— YOUR INSTRUCTIONS —
Return the data in full, exactly as it was written.

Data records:
++++++++

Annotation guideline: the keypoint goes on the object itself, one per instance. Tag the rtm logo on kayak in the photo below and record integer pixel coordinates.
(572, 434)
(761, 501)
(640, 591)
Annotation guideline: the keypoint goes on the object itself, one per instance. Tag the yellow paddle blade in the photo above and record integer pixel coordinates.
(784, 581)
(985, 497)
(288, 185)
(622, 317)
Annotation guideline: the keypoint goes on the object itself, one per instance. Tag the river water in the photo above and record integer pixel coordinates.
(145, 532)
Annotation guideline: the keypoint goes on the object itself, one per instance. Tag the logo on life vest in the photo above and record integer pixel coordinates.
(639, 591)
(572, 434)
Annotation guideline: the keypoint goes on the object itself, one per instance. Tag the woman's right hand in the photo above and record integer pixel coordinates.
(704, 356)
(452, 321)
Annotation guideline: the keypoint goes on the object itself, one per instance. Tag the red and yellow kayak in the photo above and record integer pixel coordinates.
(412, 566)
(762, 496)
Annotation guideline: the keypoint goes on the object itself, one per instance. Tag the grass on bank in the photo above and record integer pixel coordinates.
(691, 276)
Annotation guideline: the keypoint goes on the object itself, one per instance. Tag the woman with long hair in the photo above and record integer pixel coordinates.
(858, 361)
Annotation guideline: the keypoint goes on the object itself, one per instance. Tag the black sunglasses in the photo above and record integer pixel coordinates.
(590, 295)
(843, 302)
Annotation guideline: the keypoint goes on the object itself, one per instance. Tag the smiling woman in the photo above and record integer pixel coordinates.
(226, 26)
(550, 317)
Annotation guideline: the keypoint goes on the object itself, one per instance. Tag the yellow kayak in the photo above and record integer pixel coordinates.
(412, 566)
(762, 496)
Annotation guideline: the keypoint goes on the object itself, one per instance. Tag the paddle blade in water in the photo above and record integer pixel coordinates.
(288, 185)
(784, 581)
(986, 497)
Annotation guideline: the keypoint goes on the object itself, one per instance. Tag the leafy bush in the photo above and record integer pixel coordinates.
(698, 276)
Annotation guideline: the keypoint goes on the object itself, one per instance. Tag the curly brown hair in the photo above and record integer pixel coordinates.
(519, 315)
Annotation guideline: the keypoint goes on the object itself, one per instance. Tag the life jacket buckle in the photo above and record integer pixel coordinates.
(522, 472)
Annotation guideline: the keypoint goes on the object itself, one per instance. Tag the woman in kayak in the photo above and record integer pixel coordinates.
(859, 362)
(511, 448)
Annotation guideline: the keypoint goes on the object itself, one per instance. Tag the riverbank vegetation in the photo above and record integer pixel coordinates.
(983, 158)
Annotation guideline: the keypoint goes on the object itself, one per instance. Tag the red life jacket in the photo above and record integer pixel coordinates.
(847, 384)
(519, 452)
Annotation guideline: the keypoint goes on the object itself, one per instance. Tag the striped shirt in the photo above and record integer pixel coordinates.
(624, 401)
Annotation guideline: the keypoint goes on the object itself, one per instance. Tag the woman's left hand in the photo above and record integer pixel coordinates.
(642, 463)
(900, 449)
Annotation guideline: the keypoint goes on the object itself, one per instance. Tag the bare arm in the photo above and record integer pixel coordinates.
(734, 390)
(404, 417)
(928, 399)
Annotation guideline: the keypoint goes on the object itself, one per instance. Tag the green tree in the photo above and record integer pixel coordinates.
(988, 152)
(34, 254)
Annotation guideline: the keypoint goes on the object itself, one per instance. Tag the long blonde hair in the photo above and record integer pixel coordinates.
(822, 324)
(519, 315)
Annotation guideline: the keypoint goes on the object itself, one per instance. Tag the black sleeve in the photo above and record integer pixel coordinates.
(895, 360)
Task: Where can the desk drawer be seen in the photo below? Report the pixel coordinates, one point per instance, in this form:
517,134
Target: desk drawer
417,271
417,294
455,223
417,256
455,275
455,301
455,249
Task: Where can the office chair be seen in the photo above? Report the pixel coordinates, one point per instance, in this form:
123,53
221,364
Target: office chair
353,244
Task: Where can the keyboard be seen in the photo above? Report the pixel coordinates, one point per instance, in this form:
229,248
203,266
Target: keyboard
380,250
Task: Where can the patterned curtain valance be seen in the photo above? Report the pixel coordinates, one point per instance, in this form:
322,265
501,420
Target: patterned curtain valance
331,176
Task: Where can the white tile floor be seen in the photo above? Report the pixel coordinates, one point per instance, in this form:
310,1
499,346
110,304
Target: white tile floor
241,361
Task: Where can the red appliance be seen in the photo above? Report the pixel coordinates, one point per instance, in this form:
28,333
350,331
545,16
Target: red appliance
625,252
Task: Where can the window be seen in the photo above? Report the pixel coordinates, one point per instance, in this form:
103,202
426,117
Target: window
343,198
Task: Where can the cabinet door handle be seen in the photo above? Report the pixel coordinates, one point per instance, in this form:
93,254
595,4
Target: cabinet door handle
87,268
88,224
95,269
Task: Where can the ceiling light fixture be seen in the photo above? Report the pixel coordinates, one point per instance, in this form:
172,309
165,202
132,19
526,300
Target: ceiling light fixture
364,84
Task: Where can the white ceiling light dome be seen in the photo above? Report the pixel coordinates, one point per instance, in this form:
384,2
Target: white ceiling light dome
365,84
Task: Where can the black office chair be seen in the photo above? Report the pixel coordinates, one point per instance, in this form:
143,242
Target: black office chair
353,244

++++++++

— EXERCISE OUTPUT —
Annotation guideline: the keypoint goes on the object itself, one per instance. Tag the rtm logo on kayak in the photo below and record integer pixel coordinates.
(572, 434)
(761, 501)
(640, 591)
Annotation guideline: the keypoint goes on the object itself, one per instance. Tag the yellow paddle blade in the photo above and record integer pixel coordinates.
(784, 581)
(985, 497)
(288, 185)
(622, 317)
Annotation guideline: the keypoint goes on the object itself, one per instance. Tag the river water in the photo above and record integer pixel coordinates.
(145, 532)
Annotation guideline: the keypoint goes on the object itself, one per instance. Tag the logo on life vest in the photo above and record integer pixel coordinates.
(639, 591)
(572, 434)
Annotation guideline: the keypoint goes on the object itself, one per instance. Tag the woman's right hand in the photo above and record integer pixel coordinates.
(704, 356)
(452, 321)
Annotation guideline: the keypoint goes on the object itself, one per instance. Tag the red and yellow kayak in the photo above and record integer pixel coordinates.
(412, 566)
(762, 496)
Annotation guideline: the keypoint goes on the object itself, one per instance. Tag the grass on bank in the photo above and record integer pixel coordinates.
(691, 276)
Annotation guideline: the keypoint goes on the object itself, one per instance. Tag the woman with long hair in the photo above and record integer pixel coordinates.
(858, 361)
Annotation guideline: the keypoint goes on the object itself, one per instance. Tag the black sunglasses in the photo above and record integer pixel coordinates.
(590, 295)
(843, 302)
Annotation guideline: the keypoint goes on the object itself, one per instance. Tag the smiling woman in the photo above and record integer pixel coordinates.
(226, 26)
(550, 317)
Annotation guideline: the keypoint goes on the object itself, one per instance. Tag the yellow kayak in the photo above and record integer pixel coordinates.
(412, 566)
(762, 496)
Annotation guideline: the keypoint goes on the object itself, one per instance. Tag the paddle blade in water in the photo above and record integer pixel coordinates.
(288, 185)
(784, 581)
(986, 497)
Annotation guideline: the keypoint goes on the object itself, one per instance. Tag the leafy bush in the photo above and record integer pixel coordinates.
(698, 276)
Annotation guideline: the keypoint goes on the object itself, one per instance. Tag the curly brown hair in the photo above and record integer pixel coordinates.
(519, 315)
Annotation guideline: the keypoint goes on the object itself, one per instance. Tag the life jacket buckle in the photo above and record integer pixel coordinates.
(522, 472)
Annotation guideline: the keypoint goes on the object itself, one per instance. Tag the woman in kayak in the photo above and record integer pixel coordinates.
(859, 362)
(511, 448)
Annotation guideline: the keypoint goes on the object itself, one per instance. Tag the riverbank vegetation in the photo above and record integer pixel coordinates.
(983, 158)
Annotation guideline: the keypoint goes on the object itself, one per instance. Tag the red life jacket in the photo above and record integer pixel coordinates.
(847, 384)
(519, 452)
Annotation guideline: the keypoint goes on the object itself, one per instance. Tag the striped shirt in the photo above and record integer pixel coordinates.
(624, 401)
Annotation guideline: the keypoint goes on the object itself, one per instance. Tag the woman's left hand in the photo above and record integer pixel coordinates.
(642, 463)
(900, 449)
Annotation guideline: the keypoint goes on the object itself, one per instance. Tag the bare arm in the photo above and record integer pixel coordinates.
(734, 390)
(404, 417)
(928, 399)
Annotation guideline: the keypoint goes on the object itself, one per instance. Tag the green tree in the photo above and record integer pixel coordinates.
(988, 152)
(34, 254)
Annotation guideline: the keypoint goes on the object itself, one per instance. Tag the long blonde hair in the photo above and record integer pixel coordinates.
(822, 324)
(519, 315)
Annotation guideline: the keypoint goes on the object itself, one per instance. Tag the black sleeve in the photo above and record integer pixel coordinates.
(895, 360)
Task: Where can the desk drawer be seen in the photo below? Report the pixel coordinates, one point per instance, in this form:
517,134
Target: desk drawer
417,271
417,294
455,223
417,256
455,275
455,301
455,249
Task: Where can the office chair be seen in the photo above? Report the pixel coordinates, one point per instance, in this form:
123,53
221,364
Target: office chair
353,244
Task: Where can the keyboard be seen in the photo above? Report the pixel coordinates, one point per instance, in this form:
229,248
203,266
Target: keyboard
380,250
Task: Where can the patterned curtain valance be seen in the photo above? Report the pixel coordinates, one point per instance, in this form:
322,265
501,420
Target: patterned curtain valance
331,176
Task: Where can the white tile floor be seen in the photo above? Report the pixel coordinates, one point per instance, in this form:
310,1
499,346
110,304
Target: white tile floor
241,361
Task: Where can the red appliance be seen in the photo above? Report the pixel coordinates, one point per instance, in this form:
28,333
350,331
545,16
Target: red appliance
625,252
Task: Where can the window be seen in the photo above? Report the pixel coordinates, one point per instance, in this form:
103,202
426,117
Target: window
343,198
Task: Where can the cabinet door handle be seen in the photo above? Report the pixel coordinates, one point per instance, in this form:
93,254
595,4
Target: cabinet door handle
87,268
88,224
95,269
Task: Where can the ceiling light fixture be seen in the photo above? Report the pixel coordinates, one point per instance, in this form:
172,309
165,202
132,19
526,300
Target: ceiling light fixture
364,84
Task: Where can the white ceiling light dome be seen in the photo above? Report the pixel coordinates, one point per instance, in this form:
384,2
Target: white ceiling light dome
365,84
Task: Where can the black office chair be seen in the photo above? Report the pixel coordinates, one point per instance, in this form:
143,242
Target: black office chair
353,244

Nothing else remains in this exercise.